PROVIDED RECORDS:
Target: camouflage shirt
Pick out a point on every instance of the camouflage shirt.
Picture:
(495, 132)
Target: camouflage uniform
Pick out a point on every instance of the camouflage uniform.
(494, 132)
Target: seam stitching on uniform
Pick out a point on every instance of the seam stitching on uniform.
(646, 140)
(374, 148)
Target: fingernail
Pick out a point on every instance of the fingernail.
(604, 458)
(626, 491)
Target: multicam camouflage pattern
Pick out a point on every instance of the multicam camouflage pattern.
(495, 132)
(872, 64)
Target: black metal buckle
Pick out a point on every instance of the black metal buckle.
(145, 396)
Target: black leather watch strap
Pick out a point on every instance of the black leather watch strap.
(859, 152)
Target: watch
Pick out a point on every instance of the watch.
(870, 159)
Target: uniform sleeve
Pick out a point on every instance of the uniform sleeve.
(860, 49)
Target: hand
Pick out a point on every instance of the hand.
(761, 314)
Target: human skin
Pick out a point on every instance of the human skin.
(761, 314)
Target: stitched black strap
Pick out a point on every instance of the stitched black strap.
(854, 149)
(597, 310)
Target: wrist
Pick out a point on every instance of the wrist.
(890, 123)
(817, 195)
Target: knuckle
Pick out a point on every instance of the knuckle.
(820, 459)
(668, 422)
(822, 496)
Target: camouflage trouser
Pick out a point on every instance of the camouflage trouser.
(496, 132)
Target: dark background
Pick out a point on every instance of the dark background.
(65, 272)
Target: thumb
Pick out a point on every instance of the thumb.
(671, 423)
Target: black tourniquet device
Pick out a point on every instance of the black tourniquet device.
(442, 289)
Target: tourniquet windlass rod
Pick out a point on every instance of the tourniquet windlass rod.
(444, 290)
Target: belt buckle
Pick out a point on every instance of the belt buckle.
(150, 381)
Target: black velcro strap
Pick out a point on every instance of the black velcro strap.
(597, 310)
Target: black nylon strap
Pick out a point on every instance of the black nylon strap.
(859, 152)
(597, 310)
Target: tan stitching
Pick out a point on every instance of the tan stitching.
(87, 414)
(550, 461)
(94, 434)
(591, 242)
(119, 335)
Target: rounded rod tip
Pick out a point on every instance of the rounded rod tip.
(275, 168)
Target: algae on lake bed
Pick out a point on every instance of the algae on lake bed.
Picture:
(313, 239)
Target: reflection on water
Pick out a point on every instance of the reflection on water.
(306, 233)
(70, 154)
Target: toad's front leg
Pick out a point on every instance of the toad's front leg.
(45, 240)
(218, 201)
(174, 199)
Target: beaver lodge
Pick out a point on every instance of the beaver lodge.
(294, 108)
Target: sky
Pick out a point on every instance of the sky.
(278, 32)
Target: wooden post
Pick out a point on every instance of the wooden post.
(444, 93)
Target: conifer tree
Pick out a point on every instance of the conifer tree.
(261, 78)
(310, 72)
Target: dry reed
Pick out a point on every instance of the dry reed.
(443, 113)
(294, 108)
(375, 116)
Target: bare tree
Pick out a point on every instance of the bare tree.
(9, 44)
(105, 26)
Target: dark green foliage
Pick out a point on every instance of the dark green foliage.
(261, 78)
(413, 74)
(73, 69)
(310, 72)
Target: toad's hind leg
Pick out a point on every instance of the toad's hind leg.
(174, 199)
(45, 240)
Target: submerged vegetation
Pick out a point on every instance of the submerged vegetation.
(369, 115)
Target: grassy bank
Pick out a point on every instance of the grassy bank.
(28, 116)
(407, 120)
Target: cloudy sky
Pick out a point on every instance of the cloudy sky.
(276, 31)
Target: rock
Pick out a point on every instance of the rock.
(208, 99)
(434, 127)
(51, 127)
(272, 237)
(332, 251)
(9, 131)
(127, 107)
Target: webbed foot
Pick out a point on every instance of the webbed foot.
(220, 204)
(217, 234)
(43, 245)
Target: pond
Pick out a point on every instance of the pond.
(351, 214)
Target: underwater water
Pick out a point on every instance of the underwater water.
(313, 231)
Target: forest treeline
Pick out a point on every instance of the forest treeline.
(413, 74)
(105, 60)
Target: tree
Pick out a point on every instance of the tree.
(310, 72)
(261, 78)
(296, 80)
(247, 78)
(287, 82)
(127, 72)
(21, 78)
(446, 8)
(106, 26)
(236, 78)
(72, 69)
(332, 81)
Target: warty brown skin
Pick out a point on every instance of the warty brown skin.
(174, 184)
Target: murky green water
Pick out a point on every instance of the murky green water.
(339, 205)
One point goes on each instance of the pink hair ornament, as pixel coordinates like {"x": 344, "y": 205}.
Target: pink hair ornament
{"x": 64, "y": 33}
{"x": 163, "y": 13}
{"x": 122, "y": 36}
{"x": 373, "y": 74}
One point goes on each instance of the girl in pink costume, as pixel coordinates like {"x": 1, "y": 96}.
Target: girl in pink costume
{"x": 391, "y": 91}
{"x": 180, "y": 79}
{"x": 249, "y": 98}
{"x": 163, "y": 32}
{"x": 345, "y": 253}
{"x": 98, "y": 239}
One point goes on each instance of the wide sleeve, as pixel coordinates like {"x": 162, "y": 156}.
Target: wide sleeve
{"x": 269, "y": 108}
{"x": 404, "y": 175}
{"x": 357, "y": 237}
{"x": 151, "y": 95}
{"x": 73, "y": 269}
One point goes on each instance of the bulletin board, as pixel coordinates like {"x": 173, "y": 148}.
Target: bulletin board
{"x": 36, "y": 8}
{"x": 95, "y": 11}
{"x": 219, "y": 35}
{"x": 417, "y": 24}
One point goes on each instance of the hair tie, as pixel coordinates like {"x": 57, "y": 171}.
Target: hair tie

DIRECTIONS FOR THIS TASK:
What you return must be an exact retyping of the lines above starting at the line with "Pick out a point on every instance of the dark background." and ending at the line with "Target: toad's front leg", and nothing besides.

SOLUTION TO THIS EXERCISE:
Pick out a point on every instance of the dark background.
(65, 272)
Target: thumb
Pick out a point on every instance of the thumb.
(671, 423)
Target: black tourniquet device
Pick out a point on every instance of the black tourniquet device.
(442, 289)
Target: tourniquet windlass rod
Pick out a point on every instance of the tourniquet windlass rod.
(444, 290)
Target: belt buckle
Pick out a point on every instance of the belt buckle.
(150, 381)
Target: black velcro strap
Pick out a point on every instance of the black velcro strap.
(597, 310)
Target: black nylon strap
Pick out a point on every instance of the black nylon strap.
(859, 152)
(597, 310)
Target: tan stitching
Pick out a point on every instance of the tan stitching.
(87, 414)
(550, 461)
(94, 434)
(591, 242)
(119, 335)
Target: rounded rod tip
Pick out a point on every instance of the rounded rod tip.
(275, 168)
Target: algae on lake bed
Pick out a point on every instance of the algae on lake bed.
Picture:
(313, 239)
Target: reflection on water
Pick out a point on every instance of the reflection on water.
(306, 233)
(70, 154)
Target: toad's front leg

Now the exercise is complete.